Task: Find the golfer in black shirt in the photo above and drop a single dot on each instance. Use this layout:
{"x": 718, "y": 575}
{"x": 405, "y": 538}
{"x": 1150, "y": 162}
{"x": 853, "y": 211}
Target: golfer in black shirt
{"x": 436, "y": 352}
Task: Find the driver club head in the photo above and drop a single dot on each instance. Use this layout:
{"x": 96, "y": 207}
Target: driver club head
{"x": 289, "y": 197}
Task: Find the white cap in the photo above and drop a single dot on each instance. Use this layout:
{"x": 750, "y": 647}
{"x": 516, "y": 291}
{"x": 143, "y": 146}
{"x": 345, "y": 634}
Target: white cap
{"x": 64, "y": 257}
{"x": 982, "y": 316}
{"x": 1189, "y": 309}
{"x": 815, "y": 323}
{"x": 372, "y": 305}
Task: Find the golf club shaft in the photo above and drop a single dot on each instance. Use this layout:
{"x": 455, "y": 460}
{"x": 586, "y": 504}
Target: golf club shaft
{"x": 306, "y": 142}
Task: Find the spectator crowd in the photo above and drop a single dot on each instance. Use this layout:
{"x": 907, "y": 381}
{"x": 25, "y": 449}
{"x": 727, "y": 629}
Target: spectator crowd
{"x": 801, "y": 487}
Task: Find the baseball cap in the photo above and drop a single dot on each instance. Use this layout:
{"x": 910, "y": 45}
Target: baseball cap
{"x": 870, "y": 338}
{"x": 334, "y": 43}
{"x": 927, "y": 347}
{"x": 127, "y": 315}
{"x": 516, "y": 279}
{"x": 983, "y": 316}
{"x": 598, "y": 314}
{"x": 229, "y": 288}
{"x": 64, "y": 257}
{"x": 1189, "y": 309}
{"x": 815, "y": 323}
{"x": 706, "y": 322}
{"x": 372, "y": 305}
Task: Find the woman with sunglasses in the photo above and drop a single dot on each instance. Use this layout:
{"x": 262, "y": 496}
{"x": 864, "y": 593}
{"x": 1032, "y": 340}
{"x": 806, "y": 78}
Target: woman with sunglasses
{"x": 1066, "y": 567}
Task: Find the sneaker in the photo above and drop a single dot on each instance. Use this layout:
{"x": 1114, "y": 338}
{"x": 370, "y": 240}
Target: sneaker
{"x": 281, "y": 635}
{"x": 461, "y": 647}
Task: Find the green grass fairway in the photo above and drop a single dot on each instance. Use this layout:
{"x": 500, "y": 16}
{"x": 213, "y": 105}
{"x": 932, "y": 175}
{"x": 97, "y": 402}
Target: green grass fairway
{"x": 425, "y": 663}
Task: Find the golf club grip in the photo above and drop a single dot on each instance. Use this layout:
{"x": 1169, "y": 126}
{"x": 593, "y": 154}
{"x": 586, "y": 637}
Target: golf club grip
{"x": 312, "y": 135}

== == ==

WHAT IS REQUIRED: Go through the data and return every record exactly.

ANSWER TO THIS TASK:
Task: Find the golfer in black shirt in the photo above and drop a single dot on each instance. Use this layout:
{"x": 718, "y": 575}
{"x": 405, "y": 538}
{"x": 1150, "y": 162}
{"x": 853, "y": 211}
Target: golfer in black shirt
{"x": 436, "y": 352}
Task: Find the driver club head in the photo above and drop a single dot on each instance. Use this layout:
{"x": 96, "y": 207}
Target: driver club head
{"x": 289, "y": 197}
Task: Find the white cap in the photo above and drop a single dot on each instance. Use this layout:
{"x": 750, "y": 647}
{"x": 516, "y": 291}
{"x": 143, "y": 146}
{"x": 345, "y": 634}
Target: white cap
{"x": 64, "y": 257}
{"x": 982, "y": 316}
{"x": 1189, "y": 309}
{"x": 815, "y": 323}
{"x": 372, "y": 305}
Task: Find the golf club shaft in the photo above and drop a single dot on each instance. Use this layout:
{"x": 455, "y": 460}
{"x": 586, "y": 504}
Target: golf club shaft
{"x": 306, "y": 142}
Task: Find the spectator crowd in the photo above and drop a single dot on each instance. Use this layout:
{"x": 907, "y": 381}
{"x": 25, "y": 449}
{"x": 727, "y": 629}
Target: spectator crowd
{"x": 801, "y": 487}
Task: Find the baseball cap in the photo above and drop a single dot on each instance. Use this layout:
{"x": 910, "y": 45}
Target: baseball cap
{"x": 870, "y": 338}
{"x": 334, "y": 43}
{"x": 927, "y": 347}
{"x": 127, "y": 315}
{"x": 516, "y": 279}
{"x": 983, "y": 316}
{"x": 598, "y": 314}
{"x": 229, "y": 288}
{"x": 64, "y": 257}
{"x": 1189, "y": 309}
{"x": 815, "y": 323}
{"x": 706, "y": 322}
{"x": 372, "y": 305}
Task: Find the woman with sunglasses in the photo above and drop a single dot on each instance. Use this layout:
{"x": 262, "y": 496}
{"x": 864, "y": 593}
{"x": 1032, "y": 340}
{"x": 806, "y": 78}
Target: woman with sunglasses
{"x": 1066, "y": 567}
Task: Find the sneaker in the photo above and drop a single dot on each instance. Use this layout:
{"x": 1114, "y": 338}
{"x": 370, "y": 240}
Target: sneaker
{"x": 281, "y": 635}
{"x": 461, "y": 647}
Task: Find the green grass fairway in the photo above and drop a single dot on each instance. Use this layout:
{"x": 500, "y": 16}
{"x": 213, "y": 105}
{"x": 932, "y": 175}
{"x": 97, "y": 402}
Target: green grass fairway
{"x": 425, "y": 663}
Task: Find the golf club grip in the photo above and drop a single dot on each instance. Use this layout:
{"x": 1169, "y": 126}
{"x": 593, "y": 154}
{"x": 586, "y": 637}
Target: golf club grip
{"x": 312, "y": 135}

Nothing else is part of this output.